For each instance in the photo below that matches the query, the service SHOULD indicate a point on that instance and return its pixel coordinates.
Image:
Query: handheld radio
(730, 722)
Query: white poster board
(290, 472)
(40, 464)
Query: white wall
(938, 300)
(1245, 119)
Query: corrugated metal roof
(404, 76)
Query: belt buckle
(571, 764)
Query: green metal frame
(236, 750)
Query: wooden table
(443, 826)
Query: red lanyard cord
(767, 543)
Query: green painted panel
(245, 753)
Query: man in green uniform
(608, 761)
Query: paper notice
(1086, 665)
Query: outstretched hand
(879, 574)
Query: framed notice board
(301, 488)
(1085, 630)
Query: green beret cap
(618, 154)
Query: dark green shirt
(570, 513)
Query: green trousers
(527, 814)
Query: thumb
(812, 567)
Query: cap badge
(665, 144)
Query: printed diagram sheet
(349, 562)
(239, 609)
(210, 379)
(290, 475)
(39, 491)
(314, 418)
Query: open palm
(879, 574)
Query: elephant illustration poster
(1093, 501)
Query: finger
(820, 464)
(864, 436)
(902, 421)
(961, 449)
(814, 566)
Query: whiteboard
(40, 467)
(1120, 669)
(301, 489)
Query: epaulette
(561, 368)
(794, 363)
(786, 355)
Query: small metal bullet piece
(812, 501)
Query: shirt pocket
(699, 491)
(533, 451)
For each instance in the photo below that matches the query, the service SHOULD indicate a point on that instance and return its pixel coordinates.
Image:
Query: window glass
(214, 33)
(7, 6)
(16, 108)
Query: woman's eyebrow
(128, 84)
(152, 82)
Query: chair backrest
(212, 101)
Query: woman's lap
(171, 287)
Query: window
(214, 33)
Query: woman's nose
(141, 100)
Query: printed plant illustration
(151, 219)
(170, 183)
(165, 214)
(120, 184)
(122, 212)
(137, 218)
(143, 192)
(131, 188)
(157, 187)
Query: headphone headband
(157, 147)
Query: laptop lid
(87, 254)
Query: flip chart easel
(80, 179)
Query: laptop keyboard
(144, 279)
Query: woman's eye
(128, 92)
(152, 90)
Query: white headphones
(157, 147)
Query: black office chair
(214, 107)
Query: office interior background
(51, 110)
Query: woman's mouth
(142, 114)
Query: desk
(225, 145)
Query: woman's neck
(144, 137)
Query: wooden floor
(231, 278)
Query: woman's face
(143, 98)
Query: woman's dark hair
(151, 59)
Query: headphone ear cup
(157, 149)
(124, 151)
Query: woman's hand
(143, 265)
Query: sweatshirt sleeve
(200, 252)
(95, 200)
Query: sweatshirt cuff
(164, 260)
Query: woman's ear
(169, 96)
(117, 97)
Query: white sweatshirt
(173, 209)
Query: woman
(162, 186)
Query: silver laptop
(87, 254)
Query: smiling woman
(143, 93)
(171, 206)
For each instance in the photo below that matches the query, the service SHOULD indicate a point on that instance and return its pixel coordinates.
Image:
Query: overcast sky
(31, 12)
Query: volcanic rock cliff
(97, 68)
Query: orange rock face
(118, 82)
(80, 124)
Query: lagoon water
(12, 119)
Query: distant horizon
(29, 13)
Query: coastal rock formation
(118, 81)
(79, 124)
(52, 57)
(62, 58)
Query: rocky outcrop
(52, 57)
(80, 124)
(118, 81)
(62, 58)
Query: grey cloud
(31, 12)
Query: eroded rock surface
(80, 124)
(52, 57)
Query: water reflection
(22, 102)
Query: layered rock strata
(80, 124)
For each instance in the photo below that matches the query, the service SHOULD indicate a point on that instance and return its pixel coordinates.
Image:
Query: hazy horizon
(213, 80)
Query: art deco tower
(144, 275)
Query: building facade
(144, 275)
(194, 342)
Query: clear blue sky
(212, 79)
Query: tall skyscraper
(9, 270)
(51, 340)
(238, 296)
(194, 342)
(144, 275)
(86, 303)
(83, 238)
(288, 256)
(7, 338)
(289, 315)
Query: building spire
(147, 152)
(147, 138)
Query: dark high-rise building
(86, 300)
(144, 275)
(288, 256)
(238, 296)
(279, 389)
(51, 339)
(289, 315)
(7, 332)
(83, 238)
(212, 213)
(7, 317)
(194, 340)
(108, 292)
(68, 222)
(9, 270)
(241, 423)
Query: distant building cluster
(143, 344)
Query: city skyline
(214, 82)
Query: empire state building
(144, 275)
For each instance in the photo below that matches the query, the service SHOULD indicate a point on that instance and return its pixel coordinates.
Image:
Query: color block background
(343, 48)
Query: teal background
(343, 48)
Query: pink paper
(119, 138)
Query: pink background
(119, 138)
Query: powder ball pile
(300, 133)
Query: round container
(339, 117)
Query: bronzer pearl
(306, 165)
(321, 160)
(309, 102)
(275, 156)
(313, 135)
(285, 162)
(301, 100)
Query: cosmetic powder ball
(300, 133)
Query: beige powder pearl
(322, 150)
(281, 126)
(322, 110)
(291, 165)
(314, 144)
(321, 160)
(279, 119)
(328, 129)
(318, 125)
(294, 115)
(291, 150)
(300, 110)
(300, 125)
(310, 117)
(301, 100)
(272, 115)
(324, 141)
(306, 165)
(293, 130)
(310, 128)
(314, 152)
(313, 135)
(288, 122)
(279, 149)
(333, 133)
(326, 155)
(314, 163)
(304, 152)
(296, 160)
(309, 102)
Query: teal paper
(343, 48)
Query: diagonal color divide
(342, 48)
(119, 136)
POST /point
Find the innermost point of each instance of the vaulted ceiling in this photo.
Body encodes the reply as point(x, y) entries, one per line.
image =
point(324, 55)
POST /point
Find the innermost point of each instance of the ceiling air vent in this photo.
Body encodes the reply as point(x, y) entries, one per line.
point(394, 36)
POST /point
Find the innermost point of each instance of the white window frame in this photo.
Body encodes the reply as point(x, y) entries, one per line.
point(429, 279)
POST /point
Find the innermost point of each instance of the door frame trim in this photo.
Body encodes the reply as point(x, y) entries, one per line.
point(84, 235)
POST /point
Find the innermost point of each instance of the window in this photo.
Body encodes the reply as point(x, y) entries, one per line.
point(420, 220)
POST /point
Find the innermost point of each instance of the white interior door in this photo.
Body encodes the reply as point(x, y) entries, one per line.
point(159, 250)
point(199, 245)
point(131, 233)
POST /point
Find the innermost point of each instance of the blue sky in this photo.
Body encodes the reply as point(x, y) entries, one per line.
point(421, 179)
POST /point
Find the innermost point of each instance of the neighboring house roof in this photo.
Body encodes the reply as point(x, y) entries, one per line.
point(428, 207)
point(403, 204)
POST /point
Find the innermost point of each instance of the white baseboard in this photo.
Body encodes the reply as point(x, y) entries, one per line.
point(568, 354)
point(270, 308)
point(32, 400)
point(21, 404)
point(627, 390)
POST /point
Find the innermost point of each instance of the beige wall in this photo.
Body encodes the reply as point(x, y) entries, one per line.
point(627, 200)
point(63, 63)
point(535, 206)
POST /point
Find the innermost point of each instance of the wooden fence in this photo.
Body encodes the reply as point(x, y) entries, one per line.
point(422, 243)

********************

The expected result is a copy of each line in the records where "innermost" appears.

Find the innermost point of each instance of the vaulted ceiling in this photo.
Find the innermost point of each instance of the ceiling air vent in this photo.
Find the innermost point of each instance of the white window frame in this photo.
Find the innermost point of each instance of the door frame trim in this photo.
Find the innermost point of each instance of the window in this photo.
Find the innermost point of each instance of the white interior door in this photo.
Find the innermost point of each instance of the blue sky in this photo.
Find the innermost point of each instance of the neighboring house roof in this photo.
Find the innermost point of each instance of the white baseboard in this photo.
Find the innermost point of each instance of the beige wall in this photo.
Find the innermost point of each instance of the wooden fence in this photo.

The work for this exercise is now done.